• DIRECTIONS: Exactly the lines from the one with "Target: cactus flesh" through the end of the material are to be output, both included, with no other text.

• SUPPLIED DATA:
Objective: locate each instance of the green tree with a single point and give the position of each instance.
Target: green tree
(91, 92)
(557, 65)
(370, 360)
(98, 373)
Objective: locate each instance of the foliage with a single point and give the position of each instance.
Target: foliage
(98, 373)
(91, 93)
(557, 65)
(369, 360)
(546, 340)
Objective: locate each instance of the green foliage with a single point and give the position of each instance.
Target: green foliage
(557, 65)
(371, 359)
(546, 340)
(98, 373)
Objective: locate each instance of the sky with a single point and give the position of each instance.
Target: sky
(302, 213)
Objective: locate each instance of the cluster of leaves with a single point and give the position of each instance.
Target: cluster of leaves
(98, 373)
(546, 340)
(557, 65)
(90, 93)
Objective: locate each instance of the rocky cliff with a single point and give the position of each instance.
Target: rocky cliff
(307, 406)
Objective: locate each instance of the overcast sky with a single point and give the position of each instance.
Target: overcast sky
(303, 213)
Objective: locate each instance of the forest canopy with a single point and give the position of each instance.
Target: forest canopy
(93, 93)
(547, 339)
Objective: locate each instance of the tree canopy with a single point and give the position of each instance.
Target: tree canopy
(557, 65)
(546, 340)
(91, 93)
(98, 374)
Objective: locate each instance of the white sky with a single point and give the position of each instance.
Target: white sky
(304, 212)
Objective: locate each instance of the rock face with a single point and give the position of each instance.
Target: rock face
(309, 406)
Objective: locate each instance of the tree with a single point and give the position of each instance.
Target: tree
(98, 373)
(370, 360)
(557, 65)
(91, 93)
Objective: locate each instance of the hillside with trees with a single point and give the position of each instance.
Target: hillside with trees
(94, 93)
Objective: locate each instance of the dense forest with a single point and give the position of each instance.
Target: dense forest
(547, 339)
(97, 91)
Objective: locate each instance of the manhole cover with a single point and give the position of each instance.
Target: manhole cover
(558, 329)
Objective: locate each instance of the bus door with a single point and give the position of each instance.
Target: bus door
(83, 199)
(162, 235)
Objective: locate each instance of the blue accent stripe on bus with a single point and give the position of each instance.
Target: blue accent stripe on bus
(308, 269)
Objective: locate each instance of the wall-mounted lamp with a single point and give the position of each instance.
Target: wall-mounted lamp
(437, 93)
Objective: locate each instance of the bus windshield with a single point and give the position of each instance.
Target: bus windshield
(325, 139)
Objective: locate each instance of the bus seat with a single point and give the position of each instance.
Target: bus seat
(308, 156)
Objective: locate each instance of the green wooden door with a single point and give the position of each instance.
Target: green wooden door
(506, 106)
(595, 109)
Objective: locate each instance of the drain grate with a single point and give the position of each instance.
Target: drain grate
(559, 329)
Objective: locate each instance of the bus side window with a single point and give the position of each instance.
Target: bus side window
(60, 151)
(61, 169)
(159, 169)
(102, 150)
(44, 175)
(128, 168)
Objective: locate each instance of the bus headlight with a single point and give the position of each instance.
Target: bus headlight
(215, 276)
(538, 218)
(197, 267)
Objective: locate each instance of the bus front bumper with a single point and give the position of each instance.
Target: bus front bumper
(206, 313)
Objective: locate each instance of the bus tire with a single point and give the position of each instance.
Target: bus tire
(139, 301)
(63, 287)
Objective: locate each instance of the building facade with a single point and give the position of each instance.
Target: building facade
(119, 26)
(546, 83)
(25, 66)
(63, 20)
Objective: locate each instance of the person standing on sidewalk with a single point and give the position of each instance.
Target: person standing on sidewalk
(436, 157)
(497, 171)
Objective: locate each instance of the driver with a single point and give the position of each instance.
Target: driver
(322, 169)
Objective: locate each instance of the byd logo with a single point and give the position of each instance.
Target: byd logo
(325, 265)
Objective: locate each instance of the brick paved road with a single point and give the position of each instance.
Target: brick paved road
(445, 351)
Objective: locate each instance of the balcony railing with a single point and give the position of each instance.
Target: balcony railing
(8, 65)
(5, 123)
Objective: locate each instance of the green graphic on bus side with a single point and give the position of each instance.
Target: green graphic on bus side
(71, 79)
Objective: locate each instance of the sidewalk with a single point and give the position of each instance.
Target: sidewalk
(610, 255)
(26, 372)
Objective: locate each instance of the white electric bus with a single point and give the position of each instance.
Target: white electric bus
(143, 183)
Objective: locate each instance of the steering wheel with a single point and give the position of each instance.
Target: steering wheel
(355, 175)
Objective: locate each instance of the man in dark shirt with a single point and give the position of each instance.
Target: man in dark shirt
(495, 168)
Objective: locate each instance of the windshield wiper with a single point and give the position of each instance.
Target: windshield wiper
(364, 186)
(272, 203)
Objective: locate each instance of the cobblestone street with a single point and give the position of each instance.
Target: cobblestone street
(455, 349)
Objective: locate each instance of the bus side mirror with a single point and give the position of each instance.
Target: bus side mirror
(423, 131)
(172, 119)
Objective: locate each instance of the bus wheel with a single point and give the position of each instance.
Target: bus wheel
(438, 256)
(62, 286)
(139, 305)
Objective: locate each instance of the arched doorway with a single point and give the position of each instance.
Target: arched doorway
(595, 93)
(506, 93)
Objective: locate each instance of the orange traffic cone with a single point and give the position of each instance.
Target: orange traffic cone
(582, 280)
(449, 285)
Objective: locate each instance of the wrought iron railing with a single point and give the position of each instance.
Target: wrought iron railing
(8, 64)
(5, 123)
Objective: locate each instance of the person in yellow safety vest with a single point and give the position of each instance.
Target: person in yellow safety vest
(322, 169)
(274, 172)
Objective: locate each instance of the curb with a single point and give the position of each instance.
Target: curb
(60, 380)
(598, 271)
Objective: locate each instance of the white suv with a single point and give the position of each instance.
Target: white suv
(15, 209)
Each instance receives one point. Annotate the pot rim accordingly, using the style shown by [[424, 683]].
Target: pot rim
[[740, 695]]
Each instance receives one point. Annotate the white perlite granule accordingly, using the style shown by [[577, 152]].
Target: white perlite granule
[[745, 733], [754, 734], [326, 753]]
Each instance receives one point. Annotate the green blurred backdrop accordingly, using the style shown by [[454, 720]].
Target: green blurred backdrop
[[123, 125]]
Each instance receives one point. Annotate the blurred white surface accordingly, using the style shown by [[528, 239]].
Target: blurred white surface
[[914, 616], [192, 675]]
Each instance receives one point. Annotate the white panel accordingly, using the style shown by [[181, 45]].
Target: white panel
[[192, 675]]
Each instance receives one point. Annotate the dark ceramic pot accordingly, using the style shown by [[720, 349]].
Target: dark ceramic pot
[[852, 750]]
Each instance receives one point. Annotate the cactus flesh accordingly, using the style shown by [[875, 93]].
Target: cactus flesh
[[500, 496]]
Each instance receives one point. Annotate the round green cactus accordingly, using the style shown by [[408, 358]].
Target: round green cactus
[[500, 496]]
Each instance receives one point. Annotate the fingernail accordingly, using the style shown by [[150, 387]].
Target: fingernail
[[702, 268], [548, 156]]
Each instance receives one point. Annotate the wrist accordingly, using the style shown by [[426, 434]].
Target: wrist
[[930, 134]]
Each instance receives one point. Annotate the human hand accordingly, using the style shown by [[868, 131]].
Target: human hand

• SOLVED EXERCISE:
Target: cactus flesh
[[500, 496]]
Each instance receives one point. Annotate the round green cactus accordingly, using the style shown by [[408, 358]].
Target: round green cactus
[[500, 496]]
Each instance receives one point. Annotate the fingernail accordingly, using the style shown by [[150, 387]].
Target: fingernail
[[702, 268], [548, 156]]
Each instance receives one point. Annotate the wrist accordingly, using the style shown by [[426, 434]].
Target: wrist
[[930, 134]]
Each instance receives one point. Annotate the human hand accordingly, using the style shown by [[868, 131]].
Target: human hand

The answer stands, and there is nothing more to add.